RECORDS SHOWN:

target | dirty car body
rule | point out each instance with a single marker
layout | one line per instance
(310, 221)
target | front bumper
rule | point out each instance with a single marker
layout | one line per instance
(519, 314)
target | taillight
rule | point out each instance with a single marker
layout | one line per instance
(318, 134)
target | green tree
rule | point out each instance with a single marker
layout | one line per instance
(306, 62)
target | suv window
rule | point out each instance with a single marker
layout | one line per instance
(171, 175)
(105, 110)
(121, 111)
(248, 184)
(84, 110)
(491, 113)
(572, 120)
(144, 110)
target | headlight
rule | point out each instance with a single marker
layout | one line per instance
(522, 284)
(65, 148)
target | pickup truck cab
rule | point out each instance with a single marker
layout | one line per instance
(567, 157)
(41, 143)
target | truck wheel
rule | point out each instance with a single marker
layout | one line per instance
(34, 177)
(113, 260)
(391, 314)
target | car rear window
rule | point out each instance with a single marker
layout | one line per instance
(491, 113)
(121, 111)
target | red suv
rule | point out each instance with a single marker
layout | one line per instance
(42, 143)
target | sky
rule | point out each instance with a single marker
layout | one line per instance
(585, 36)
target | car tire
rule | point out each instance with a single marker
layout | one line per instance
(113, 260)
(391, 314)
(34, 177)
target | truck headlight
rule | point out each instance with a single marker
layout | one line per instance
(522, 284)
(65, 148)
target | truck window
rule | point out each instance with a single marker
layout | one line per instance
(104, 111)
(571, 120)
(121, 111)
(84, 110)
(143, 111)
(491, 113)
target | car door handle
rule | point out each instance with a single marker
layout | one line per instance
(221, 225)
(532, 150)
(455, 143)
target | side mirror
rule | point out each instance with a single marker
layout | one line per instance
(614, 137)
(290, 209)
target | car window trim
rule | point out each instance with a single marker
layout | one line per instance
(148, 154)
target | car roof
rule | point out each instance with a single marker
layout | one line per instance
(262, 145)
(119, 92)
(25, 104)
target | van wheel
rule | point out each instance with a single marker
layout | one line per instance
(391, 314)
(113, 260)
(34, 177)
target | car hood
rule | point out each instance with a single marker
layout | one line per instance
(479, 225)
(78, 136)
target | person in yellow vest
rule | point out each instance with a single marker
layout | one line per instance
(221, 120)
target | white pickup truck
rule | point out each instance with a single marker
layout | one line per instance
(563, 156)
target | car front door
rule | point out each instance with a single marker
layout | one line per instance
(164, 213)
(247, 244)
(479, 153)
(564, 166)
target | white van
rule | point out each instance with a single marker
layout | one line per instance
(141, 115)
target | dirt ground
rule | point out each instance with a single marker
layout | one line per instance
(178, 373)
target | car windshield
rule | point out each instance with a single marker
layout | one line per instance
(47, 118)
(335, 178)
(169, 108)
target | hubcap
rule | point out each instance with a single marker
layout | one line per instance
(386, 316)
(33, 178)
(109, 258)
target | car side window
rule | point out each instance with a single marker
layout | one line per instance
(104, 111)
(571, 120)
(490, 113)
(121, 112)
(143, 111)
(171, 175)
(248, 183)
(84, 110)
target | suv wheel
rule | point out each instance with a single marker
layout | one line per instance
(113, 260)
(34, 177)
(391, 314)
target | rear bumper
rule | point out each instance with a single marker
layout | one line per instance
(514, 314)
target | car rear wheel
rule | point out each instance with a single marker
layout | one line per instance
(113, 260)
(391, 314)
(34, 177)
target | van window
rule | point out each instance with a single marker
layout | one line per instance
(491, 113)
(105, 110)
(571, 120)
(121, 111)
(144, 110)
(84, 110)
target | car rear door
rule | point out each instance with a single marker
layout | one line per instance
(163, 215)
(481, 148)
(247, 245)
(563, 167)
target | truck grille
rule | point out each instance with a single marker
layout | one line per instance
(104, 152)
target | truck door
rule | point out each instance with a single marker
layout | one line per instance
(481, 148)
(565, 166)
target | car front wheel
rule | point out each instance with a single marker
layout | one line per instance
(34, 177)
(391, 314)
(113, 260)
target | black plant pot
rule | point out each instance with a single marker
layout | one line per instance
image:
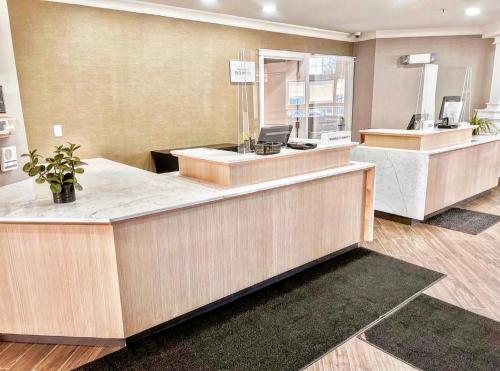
(67, 194)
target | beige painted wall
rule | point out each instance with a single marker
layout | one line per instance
(364, 52)
(395, 87)
(123, 84)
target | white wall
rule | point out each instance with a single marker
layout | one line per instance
(8, 79)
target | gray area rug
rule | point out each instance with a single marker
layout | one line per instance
(462, 220)
(284, 326)
(433, 335)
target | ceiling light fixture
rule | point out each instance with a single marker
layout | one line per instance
(470, 12)
(269, 9)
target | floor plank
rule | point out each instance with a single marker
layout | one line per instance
(35, 355)
(12, 354)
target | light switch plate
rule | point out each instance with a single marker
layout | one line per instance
(57, 130)
(8, 161)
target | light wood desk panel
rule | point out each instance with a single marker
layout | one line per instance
(417, 140)
(173, 263)
(59, 279)
(457, 175)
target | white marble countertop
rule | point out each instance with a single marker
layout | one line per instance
(412, 133)
(476, 140)
(114, 192)
(228, 157)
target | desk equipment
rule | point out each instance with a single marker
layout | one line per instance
(165, 162)
(301, 146)
(416, 121)
(278, 133)
(451, 110)
(2, 102)
(268, 148)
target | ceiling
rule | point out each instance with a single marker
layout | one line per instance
(356, 15)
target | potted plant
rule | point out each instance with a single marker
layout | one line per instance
(58, 171)
(484, 126)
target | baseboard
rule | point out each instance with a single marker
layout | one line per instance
(395, 218)
(64, 340)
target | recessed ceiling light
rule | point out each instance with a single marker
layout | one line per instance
(269, 9)
(472, 11)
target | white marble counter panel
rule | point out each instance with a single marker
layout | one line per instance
(400, 179)
(401, 175)
(114, 192)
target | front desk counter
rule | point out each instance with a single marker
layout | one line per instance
(138, 249)
(414, 184)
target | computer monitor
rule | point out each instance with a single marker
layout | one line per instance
(275, 133)
(451, 108)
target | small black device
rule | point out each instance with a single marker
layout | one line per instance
(446, 124)
(2, 102)
(275, 133)
(414, 119)
(301, 146)
(451, 106)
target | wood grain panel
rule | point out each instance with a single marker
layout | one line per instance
(173, 263)
(470, 262)
(264, 168)
(457, 175)
(59, 280)
(446, 138)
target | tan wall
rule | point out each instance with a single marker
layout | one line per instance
(396, 87)
(123, 84)
(364, 52)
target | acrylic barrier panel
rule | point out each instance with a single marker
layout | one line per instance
(454, 94)
(420, 90)
(247, 129)
(311, 93)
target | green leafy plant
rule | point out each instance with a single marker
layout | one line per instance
(59, 170)
(484, 126)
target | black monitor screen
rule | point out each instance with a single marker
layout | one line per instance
(278, 133)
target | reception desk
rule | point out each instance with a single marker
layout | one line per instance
(138, 250)
(416, 183)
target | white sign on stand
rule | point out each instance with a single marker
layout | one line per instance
(242, 71)
(336, 137)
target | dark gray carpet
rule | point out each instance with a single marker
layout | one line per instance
(462, 220)
(284, 326)
(433, 335)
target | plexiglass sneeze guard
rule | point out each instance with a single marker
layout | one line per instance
(248, 101)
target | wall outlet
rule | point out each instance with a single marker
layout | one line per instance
(57, 130)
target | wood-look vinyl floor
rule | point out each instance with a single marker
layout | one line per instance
(471, 263)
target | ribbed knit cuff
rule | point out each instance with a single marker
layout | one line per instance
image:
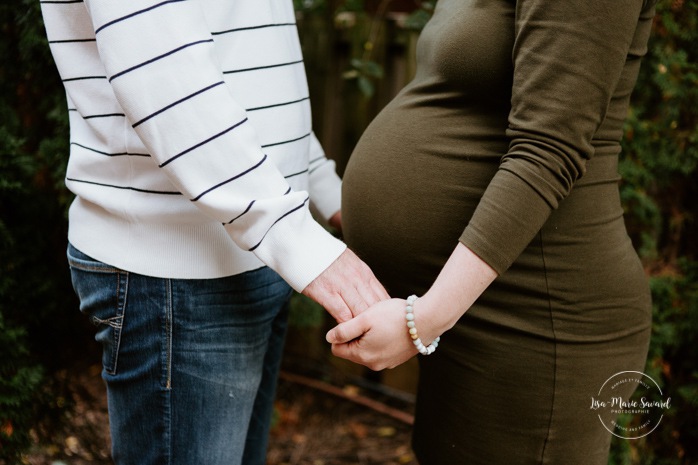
(299, 249)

STATED GOAL: Copy the final stretch of lines, starting at the one that holds "target | computer monitor" and ending at the last line of the data, exactly; omit pictures.

CORRECT ANSWER:
target | computer monitor
rule | point out each instance with a single marker
layout | one line per instance
(275, 133)
(451, 108)
target | small black device
rule | point out each instance with a single marker
layout | one line per instance
(446, 124)
(2, 102)
(275, 133)
(414, 119)
(301, 146)
(451, 106)
target | wood grain panel
rule | point out each instance with a single marker
layout | one line per instance
(173, 263)
(470, 262)
(264, 168)
(457, 175)
(59, 280)
(446, 138)
target | tan wall
rule | point out each instance with a single marker
layout | one line per instance
(396, 87)
(123, 84)
(364, 52)
target | acrylic barrier panel
rule | point out each instance with a single marker
layout | one line per instance
(454, 94)
(420, 90)
(247, 129)
(311, 93)
target | green leafy plant
rule | point out each instance with a single marker
layout | one line per instance
(59, 170)
(484, 126)
target | black monitor screen
rule | point out each instance with a single marker
layout | one line per instance
(278, 133)
target | reception desk
rule | point out each instance with a single marker
layout | one line per instance
(138, 250)
(416, 183)
target | white sign on stand
rule | point out each instance with a single marker
layout | one line per instance
(242, 71)
(336, 137)
target | dark gray carpet
rule | point out each instance with a single marker
layout | one line per instance
(462, 220)
(284, 326)
(433, 335)
target | plexiglass sneeze guard
rule | point out each instance with a single marker
layout | one line per instance
(248, 101)
target | wall outlet
rule | point out each instance with a single marker
layout | one line per instance
(57, 130)
target | wood-look vinyl floor
rule | point out each instance with a single marker
layout | one line per instance
(471, 263)
target | ribbed knit cuff
rule | point out each instance with a single marker
layout | one line per instance
image:
(299, 249)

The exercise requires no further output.